DOCUMENT EXTRACT:
++++

Doctor Siyabonga Sangweni (born 29 September 1981 in Empangeni, KwaZulu-Natal), known as Siyabonga Sangweni, is a retired South African soccer defender who used to play for Premier Soccer League club Orlando Pirates and South Africa.

His younger brother Thamsanqa Sangweni is also a footballer and he also played for Orlando Pirates.

Club career

Golden Arrows

Nsimbi as he is efficiently known as in the football circles sign for Abafana Bes'thende in 2005 from SAFA Second Division side Uthukela. He played well for Arrows and contributed to the club's first major silverware which was the MTN 8 in 2009. He attracted many clubs and eventually signed for Orlando Pirates in 2011.

++++

TO-DO LIST:
1. According to the Siyabonga Sangweni text, in what year did he sign for Orlando Pirates?
2. Name every club the Siyabonga Sangweni text says he played for.
Rely only on the Siyabonga Sangweni text to answer.

RECORDED DATA:
++++

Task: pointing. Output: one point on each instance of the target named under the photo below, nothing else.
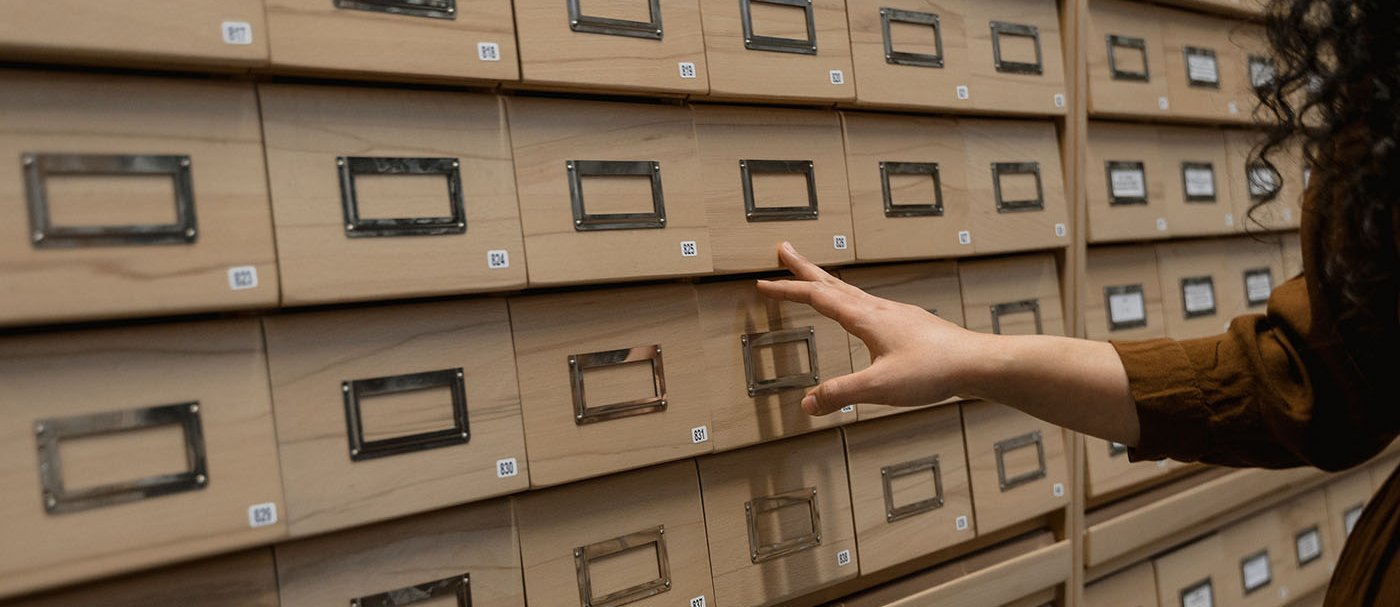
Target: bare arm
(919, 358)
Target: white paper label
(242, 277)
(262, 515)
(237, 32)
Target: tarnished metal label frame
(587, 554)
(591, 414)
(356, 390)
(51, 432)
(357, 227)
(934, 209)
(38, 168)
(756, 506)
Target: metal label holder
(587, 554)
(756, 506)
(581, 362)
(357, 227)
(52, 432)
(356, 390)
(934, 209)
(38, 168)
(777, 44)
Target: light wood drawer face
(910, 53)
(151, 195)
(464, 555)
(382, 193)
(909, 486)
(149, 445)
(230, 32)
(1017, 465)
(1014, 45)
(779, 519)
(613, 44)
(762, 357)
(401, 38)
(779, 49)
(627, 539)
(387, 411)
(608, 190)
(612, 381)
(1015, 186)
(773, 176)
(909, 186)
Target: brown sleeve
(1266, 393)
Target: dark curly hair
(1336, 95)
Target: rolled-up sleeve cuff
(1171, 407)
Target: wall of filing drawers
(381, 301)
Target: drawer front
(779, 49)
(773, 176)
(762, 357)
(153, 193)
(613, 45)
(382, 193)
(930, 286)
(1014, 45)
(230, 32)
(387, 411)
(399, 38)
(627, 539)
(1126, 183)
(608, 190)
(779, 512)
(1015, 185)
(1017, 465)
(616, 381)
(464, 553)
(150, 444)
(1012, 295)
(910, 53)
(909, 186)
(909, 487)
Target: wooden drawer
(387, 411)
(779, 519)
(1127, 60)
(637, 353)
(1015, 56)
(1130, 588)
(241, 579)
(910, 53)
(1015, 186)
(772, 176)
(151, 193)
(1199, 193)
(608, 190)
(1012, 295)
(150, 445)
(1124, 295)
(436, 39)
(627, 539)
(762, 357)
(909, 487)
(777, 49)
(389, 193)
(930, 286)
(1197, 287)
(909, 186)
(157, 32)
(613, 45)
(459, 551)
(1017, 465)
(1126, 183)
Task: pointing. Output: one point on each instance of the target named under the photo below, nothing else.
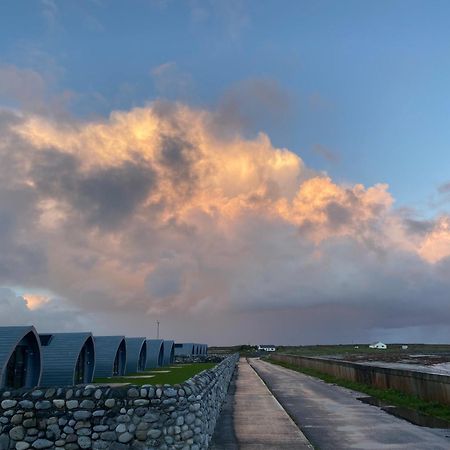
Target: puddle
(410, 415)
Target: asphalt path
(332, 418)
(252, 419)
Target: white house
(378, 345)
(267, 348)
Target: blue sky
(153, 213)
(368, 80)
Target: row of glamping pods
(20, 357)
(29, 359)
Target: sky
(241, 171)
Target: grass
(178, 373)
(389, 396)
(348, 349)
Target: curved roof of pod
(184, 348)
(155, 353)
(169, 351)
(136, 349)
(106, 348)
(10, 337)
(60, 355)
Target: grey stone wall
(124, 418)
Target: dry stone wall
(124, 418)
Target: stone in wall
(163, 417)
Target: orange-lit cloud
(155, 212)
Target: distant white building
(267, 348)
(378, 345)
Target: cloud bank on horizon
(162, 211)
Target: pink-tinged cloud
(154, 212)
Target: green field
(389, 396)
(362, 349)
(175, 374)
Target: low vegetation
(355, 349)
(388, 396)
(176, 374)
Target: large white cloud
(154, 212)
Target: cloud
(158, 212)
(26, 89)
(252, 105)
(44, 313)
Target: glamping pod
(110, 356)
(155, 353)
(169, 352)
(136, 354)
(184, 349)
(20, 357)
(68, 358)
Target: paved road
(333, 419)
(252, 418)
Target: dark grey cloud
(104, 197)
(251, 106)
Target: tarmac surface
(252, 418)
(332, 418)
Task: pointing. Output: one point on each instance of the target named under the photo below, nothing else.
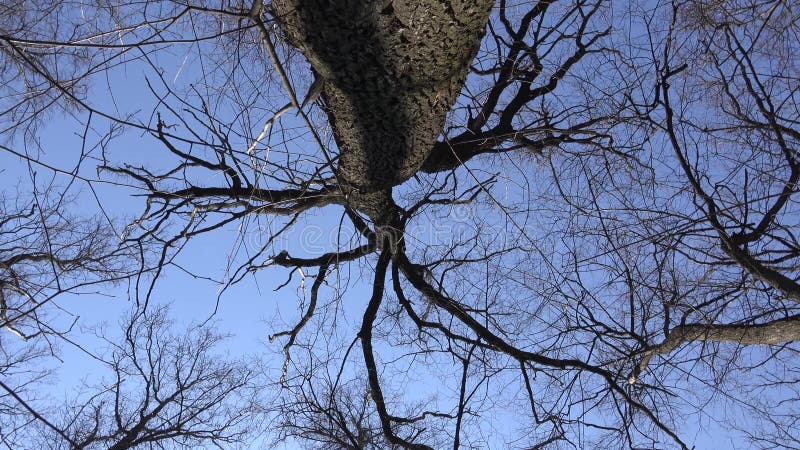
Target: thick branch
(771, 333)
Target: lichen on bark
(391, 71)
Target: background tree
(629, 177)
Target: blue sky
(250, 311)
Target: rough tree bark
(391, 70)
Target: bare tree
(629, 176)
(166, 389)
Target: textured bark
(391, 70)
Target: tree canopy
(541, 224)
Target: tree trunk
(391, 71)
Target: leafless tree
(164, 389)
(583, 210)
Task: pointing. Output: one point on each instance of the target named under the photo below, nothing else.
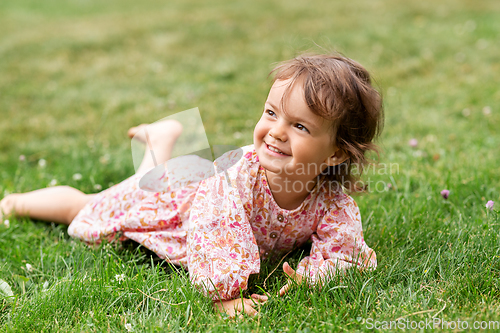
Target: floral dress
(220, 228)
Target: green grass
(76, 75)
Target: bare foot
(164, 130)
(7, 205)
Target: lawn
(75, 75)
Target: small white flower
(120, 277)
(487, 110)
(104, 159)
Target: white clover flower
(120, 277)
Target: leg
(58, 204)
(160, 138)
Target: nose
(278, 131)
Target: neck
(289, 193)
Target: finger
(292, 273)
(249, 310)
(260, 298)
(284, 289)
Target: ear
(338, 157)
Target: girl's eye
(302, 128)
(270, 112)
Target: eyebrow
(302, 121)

++++

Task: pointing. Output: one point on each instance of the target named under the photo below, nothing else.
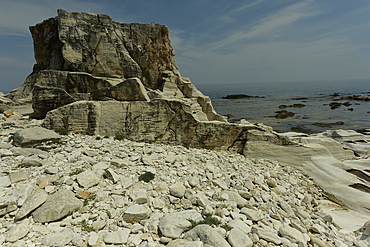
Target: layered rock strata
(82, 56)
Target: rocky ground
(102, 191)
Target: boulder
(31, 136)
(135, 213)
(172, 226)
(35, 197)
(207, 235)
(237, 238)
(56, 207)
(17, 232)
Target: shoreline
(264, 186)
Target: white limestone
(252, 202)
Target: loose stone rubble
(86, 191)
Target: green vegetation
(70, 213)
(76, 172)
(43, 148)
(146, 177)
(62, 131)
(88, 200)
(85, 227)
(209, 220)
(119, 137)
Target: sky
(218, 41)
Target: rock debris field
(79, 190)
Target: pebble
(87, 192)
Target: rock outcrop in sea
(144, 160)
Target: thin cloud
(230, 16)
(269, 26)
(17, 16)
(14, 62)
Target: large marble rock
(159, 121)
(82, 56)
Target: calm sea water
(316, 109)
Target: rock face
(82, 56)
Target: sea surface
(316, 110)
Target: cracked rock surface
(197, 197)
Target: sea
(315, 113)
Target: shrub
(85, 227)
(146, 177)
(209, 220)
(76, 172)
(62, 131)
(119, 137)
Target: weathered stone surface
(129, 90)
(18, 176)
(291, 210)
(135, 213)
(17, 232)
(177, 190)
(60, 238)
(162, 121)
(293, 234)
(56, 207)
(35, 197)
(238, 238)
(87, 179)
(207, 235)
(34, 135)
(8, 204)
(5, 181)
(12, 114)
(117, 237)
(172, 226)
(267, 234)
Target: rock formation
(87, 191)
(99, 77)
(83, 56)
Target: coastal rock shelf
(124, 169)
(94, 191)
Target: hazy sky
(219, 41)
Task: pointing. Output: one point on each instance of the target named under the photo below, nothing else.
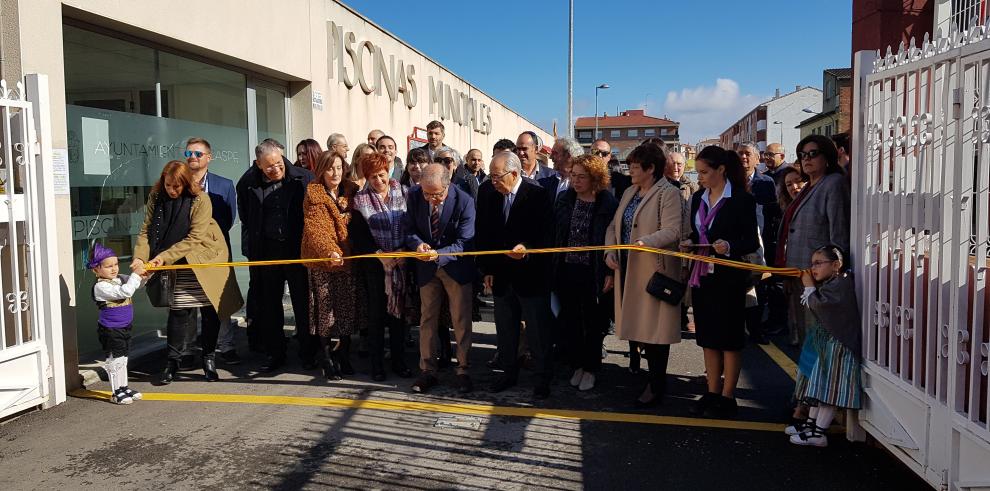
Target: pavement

++++

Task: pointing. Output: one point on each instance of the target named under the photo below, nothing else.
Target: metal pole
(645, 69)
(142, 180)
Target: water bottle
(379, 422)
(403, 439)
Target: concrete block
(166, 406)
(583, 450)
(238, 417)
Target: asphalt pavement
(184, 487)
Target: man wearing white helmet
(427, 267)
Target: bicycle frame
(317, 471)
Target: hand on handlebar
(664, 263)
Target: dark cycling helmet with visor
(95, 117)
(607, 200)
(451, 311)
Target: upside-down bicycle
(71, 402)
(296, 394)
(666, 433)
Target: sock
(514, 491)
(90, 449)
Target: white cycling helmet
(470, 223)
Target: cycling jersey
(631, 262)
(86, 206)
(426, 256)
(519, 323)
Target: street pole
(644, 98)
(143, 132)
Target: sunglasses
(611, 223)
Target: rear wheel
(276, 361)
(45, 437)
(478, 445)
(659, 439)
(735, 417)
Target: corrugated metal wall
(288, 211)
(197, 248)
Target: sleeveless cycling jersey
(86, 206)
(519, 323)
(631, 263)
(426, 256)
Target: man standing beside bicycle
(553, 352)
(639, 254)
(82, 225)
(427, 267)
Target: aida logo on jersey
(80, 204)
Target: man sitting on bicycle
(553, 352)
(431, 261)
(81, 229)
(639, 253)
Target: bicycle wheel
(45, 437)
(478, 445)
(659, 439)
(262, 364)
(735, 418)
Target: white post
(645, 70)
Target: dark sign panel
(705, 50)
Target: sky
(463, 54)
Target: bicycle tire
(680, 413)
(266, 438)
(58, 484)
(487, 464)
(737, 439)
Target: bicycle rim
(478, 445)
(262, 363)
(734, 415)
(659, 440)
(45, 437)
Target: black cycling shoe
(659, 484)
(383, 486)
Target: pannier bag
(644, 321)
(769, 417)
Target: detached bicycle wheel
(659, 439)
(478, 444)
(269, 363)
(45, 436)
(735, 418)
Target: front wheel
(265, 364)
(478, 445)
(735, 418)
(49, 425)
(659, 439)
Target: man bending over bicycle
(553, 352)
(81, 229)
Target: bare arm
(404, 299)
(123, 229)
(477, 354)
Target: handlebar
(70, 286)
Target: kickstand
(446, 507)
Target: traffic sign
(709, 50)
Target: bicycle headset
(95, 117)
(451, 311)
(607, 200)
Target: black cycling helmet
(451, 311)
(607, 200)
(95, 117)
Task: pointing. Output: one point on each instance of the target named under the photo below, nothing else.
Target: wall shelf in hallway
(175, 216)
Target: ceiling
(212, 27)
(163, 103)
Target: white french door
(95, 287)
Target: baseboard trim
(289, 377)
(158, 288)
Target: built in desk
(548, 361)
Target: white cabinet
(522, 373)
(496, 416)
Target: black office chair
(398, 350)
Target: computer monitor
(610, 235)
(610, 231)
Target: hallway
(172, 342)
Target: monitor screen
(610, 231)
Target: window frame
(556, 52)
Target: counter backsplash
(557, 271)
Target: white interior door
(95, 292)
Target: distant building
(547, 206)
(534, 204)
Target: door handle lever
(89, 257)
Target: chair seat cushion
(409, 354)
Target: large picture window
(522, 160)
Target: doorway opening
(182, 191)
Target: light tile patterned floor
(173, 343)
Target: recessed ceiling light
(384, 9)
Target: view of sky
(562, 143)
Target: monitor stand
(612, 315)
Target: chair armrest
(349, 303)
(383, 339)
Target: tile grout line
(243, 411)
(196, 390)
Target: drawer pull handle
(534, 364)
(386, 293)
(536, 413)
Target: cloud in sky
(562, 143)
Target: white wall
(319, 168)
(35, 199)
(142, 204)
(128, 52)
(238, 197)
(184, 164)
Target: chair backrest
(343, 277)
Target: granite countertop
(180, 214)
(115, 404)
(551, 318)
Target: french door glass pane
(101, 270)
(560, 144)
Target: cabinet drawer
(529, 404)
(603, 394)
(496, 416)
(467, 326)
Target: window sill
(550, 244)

++++

THE RESULTS:
1. 2011

2. Uthukela, Golden Arrows (Abafana Bes'thende), Orlando Pirates